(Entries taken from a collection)

■ ■ ■ ■ ■

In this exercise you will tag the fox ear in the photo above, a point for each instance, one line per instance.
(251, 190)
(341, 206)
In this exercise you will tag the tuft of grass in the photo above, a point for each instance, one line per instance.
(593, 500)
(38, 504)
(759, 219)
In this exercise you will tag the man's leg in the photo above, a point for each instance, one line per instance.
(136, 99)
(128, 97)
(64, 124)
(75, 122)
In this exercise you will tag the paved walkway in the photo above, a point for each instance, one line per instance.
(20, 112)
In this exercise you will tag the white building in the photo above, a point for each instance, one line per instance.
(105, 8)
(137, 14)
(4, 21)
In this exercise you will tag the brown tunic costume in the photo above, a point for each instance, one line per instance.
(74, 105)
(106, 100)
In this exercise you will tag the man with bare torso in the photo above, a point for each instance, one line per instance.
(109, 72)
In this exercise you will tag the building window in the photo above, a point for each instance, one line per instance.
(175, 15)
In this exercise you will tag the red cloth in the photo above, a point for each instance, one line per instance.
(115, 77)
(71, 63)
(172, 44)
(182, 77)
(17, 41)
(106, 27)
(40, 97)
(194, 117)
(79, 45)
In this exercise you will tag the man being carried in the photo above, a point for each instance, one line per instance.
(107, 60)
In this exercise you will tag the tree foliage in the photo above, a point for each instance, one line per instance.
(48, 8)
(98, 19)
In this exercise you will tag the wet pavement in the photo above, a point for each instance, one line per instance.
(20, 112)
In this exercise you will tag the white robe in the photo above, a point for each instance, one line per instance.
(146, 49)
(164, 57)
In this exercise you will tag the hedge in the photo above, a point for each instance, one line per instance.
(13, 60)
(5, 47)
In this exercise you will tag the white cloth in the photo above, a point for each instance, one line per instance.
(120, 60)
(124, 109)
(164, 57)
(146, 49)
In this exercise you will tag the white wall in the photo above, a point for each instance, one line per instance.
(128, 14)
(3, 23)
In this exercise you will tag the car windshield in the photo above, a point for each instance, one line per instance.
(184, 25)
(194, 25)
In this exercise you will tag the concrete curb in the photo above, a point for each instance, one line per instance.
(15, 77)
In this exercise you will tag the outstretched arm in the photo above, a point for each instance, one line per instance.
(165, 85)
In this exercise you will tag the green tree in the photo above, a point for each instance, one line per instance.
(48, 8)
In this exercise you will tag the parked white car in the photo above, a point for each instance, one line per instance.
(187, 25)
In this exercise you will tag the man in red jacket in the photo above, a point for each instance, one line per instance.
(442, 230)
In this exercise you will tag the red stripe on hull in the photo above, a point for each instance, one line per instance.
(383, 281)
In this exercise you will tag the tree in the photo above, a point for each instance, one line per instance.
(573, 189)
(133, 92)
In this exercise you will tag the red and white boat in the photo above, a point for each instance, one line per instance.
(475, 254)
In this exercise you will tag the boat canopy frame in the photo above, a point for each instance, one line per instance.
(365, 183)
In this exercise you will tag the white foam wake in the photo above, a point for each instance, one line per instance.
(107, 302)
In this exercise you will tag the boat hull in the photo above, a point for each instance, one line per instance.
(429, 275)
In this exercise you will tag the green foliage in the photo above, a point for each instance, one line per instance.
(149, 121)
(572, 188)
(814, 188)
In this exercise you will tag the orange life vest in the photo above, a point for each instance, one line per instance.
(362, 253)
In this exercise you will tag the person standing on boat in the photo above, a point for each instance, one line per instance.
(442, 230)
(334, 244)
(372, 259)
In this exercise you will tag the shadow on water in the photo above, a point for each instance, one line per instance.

■ ■ ■ ■ ■

YOUR INSTRUCTIONS
This exercise requires that all of the entries be repeated exactly.

EXERCISE ANSWER
In this exercise you will tag the fox ear in the photo above, a point for each instance, one line per instance.
(251, 190)
(341, 206)
In this exercise you will tag the tuft of grass in the photo above, a point for each instance, one line per instance.
(593, 500)
(38, 504)
(759, 219)
In this exercise you will tag the man's leg in the photo above, a point for each instance, one line per instance.
(136, 99)
(128, 97)
(64, 124)
(75, 122)
In this exercise you will tag the paved walkway in the photo above, a point for each instance, one line per instance.
(20, 112)
In this exercise you will tag the white building in the photo above, a point for each instance, one line per instance.
(105, 8)
(137, 14)
(4, 21)
In this exercise you will tag the brown tunic costume in the photo above, a point for each instance, one line per instance.
(74, 105)
(106, 100)
In this exercise you will tag the man with bare torso in the photo above, a point for each instance, one line per instance.
(109, 72)
In this exercise you will tag the building window in the photo above, a point for each instance, one line per instance.
(175, 15)
In this exercise you will tag the red cloth in the photo above, a point for each instance, one line per instance.
(115, 77)
(71, 63)
(172, 44)
(182, 77)
(17, 41)
(106, 27)
(40, 97)
(194, 117)
(79, 45)
In this exercise you will tag the man being carried in the photo above, a point for each instance, one line per instance.
(107, 60)
In this exercise you will tag the tree foliage in the photo above, a point for each instance, one line per instance.
(48, 8)
(98, 19)
In this exercise you will tag the wet pavement in the photo above, a point for each instance, one line per instance.
(20, 112)
In this exercise you will tag the white robe in the photo above, a point for each instance, one line per instance.
(146, 49)
(164, 57)
In this exercise you will tag the hedge in the photo above, a point for each instance, one line per instance.
(13, 60)
(5, 47)
In this exercise you will tag the white cloth in the photo above, a point for each instance, one line per instance.
(120, 60)
(124, 109)
(164, 57)
(146, 49)
In this exercise you will tag the white wall in the photo above, a point for each instance, one line per instance.
(128, 14)
(3, 23)
In this exercise you will tag the car windshield in the photo above, a point for each instance, one line per instance.
(184, 25)
(194, 25)
In this exercise you will tag the concrete curb in the photo above, a point for each instance, one line per instance.
(15, 77)
In this exercise you will tag the outstretched arm in the photo above, a point for each instance, one line per instance.
(165, 85)
In this exercise you will tag the green tree in the photo above, a point for each instance, one line per instance.
(48, 8)
In this exercise you will tag the parked white car in the photo above, a point for each instance, one line per instance.
(187, 25)
In this exercise you will tag the man in red jacket in the photo above, a point for each instance, one line per instance.
(442, 230)
In this exercise you will tag the red stripe on hull in the photo above, a point for each instance, one line per instance.
(383, 281)
In this exercise you will tag the tree in the photo above, a point for each instance, one line per instance.
(573, 189)
(133, 92)
In this exercise you will tag the red and white boat in the photo above, a point for each instance, one line per instance.
(475, 254)
In this exercise you will tag the boat canopy frame in the photo above, a point for each instance, one line per instance.
(365, 183)
In this exercise you will tag the white foam wake in the photo above, a point for each instance, one line per instance.
(107, 302)
In this exercise you will tag the boat hull in the photo above, a point for each instance, one line per instance.
(429, 275)
In this exercise you will tag the green foliage in the photo above, a point for each instance, one line per instance.
(149, 121)
(572, 188)
(814, 188)
In this exercise you will tag the orange life vest in the photo above, a point for each instance, one line per instance.
(362, 253)
In this exercise you will tag the person standing on boat in the photo above, a point for each instance, one line per instance.
(442, 230)
(334, 244)
(372, 259)
In this exercise you will tag the shadow on water in the photo above, a point for each instance, one line per instance.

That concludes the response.